▸ Alıştırmanın amacı:
Panus Çaparyan söyleşisinin "Musadağlı Panus Çaparyan’la" sözlerinden "alışkın parmaklarıyla kapatıyordu." sözlerine kadar olan bölümünü, "plastik" yerine "hasır" koyarak yeniden yazın.

▸ Verilen metin:
────────

İçeriğe geçmek için "Enter"a basın

Musadağlı Panus Çaparyan’la ıtır kokulu sohbet: 1915’in şarkıları hep acıklıdır

Portakal bahçesinin işlerini oğluna devreden Panus Çaparyan, sabahları kahvaltı da veren Garbis’in kahvesinde geçiriyor günlerini. Ermenice bir şarkı söylüyor. Şarkı bitince, “1915’in şarkıları hep acıklıdır” diyor. Bir rahibin sözlerini yazdığı şarkıda isyan var: “Ey Allah’ım, eğer benim şu gözyaşlarımı silecek gücün yoksa, in aşağıya, ne işin var yukarıda”.

SAMANDAĞ/VAKIFLI KÖYÜ – Panus Çaparyan plastik koltuktan kalktı. Ağır adımlarla yolu geçti ve bizim oturduğumuz masaya doğru ilerledi. Ağır yürüyordu ve bunun iki nedeni olabilirdi. Panus Çaparyan, 87 yaşındaydı ve ayakları onu taşımaktan yorgun düşmüş olabilirdi. Diğer neden göbeği olabilirdi. İhtişamlı bir göbeği vardı Çaparyan’ın. Gömleğinin orta düğmelerinden biri sürekli açılıyordu ve o, bunu her fark ettiğinde, alışkın parmaklarıyla kapatıyordu.

────────

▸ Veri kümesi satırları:
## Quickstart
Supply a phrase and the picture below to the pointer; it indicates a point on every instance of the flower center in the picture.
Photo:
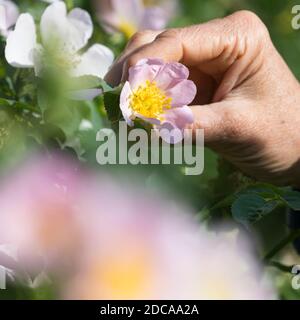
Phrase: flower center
(128, 29)
(150, 101)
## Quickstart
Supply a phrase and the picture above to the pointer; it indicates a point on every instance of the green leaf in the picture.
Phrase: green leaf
(292, 199)
(112, 104)
(250, 208)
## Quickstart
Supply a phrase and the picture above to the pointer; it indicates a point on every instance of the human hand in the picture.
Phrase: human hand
(248, 101)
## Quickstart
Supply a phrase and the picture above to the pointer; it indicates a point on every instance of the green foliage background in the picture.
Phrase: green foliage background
(220, 194)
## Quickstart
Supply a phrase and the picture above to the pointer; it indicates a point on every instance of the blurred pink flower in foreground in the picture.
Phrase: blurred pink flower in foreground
(130, 16)
(119, 244)
(159, 93)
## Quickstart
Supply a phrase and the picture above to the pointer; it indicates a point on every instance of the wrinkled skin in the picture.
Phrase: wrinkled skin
(248, 100)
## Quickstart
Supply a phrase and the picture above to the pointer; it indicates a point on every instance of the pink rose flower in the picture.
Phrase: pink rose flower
(159, 93)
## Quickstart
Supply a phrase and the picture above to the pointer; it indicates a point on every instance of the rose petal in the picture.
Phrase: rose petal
(171, 74)
(21, 42)
(145, 69)
(70, 33)
(124, 103)
(169, 133)
(96, 62)
(179, 117)
(183, 93)
(9, 13)
(154, 18)
(81, 19)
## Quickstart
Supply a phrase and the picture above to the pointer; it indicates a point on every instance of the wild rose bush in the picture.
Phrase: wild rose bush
(62, 232)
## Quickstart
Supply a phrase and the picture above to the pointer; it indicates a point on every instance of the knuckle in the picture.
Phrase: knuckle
(132, 60)
(234, 125)
(250, 21)
(141, 35)
(169, 33)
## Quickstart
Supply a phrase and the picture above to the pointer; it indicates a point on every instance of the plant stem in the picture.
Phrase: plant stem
(293, 235)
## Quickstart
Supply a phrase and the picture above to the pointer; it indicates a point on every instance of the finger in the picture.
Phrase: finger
(141, 38)
(213, 47)
(222, 123)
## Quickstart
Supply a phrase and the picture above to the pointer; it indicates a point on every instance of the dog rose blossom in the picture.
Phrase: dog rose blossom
(62, 35)
(9, 13)
(159, 93)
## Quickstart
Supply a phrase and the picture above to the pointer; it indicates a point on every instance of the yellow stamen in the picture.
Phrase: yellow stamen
(128, 29)
(150, 101)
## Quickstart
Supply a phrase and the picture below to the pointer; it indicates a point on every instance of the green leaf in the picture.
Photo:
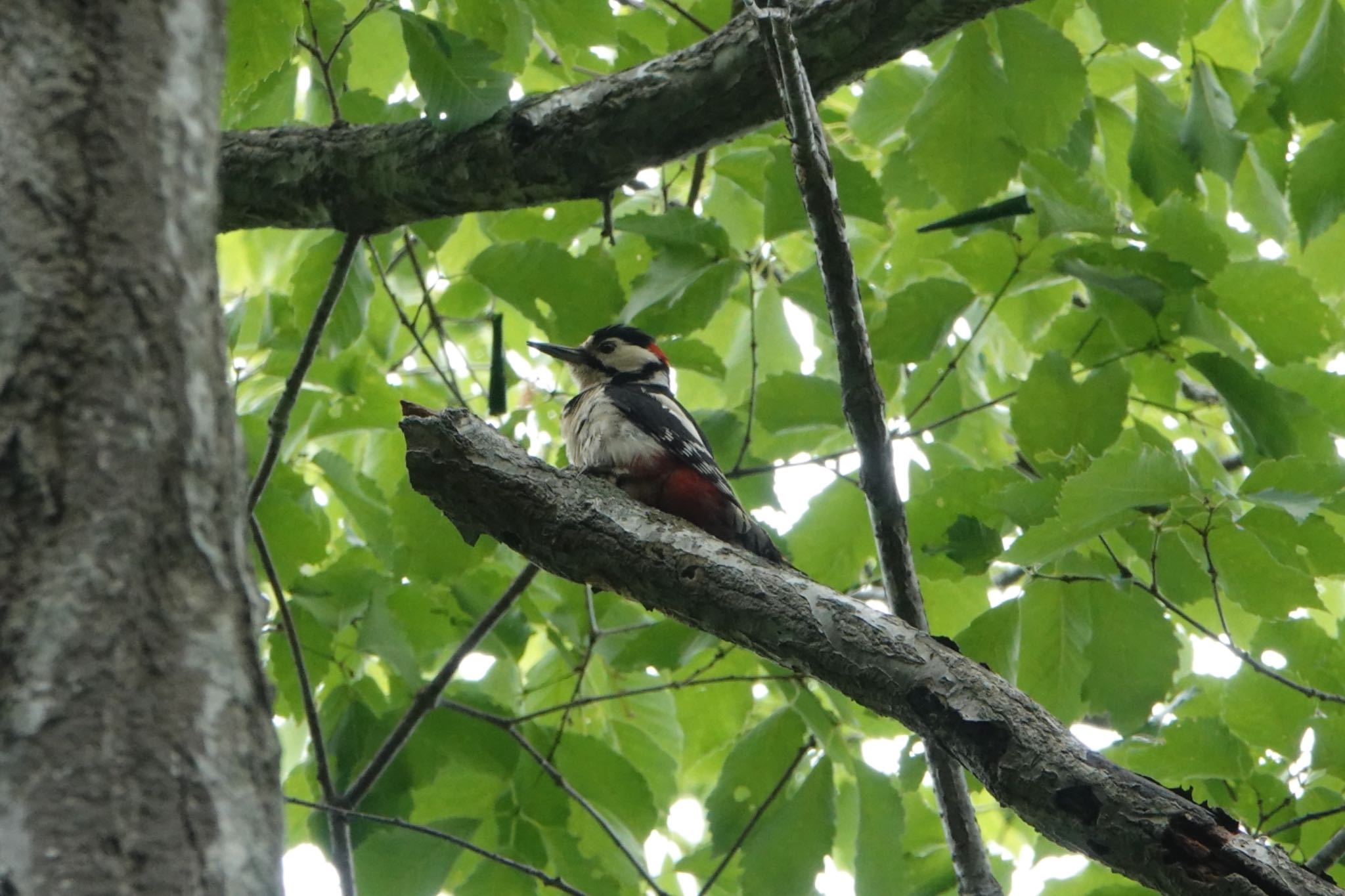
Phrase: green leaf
(609, 782)
(961, 139)
(1158, 161)
(793, 400)
(1250, 575)
(1181, 232)
(1208, 129)
(889, 95)
(749, 773)
(1266, 714)
(785, 853)
(391, 860)
(454, 73)
(1315, 89)
(1129, 476)
(1134, 22)
(1046, 77)
(1188, 750)
(583, 293)
(833, 540)
(917, 320)
(1125, 681)
(1052, 413)
(261, 39)
(881, 822)
(1268, 421)
(1278, 308)
(1056, 626)
(1317, 183)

────────

▸ Alıştırmanın cevabı:
Musadağlı Panus Çaparyan’la ıtır kokulu sohbet: 1915’in şarkıları hep acıklıdır

Portakal bahçesinin işlerini oğluna devreden Panus Çaparyan, sabahları kahvaltı da veren Garbis’in kahvesinde geçiriyor günlerini. Ermenice bir şarkı söylüyor. Şarkı bitince, “1915’in şarkıları hep acıklıdır” diyor. Bir rahibin sözlerini yazdığı şarkıda isyan var: “Ey Allah’ım, eğer benim şu gözyaşlarımı silecek gücün yoksa, in aşağıya, ne işin var yukarıda”.

SAMANDAĞ/VAKIFLI KÖYÜ – Panus Çaparyan hasır koltuktan kalktı. Ağır adımlarla yolu geçti ve bizim oturduğumuz masaya doğru ilerledi. Ağır yürüyordu ve bunun iki nedeni olabilirdi. Panus Çaparyan, 87 yaşındaydı ve ayakları onu taşımaktan yorgun düşmüş olabilirdi. Diğer neden göbeği olabilirdi. İhtişamlı bir göbeği vardı Çaparyan’ın. Gömleğinin orta düğmelerinden biri sürekli açılıyordu ve o, bunu her fark ettiğinde, alışkın parmaklarıyla kapatıyordu.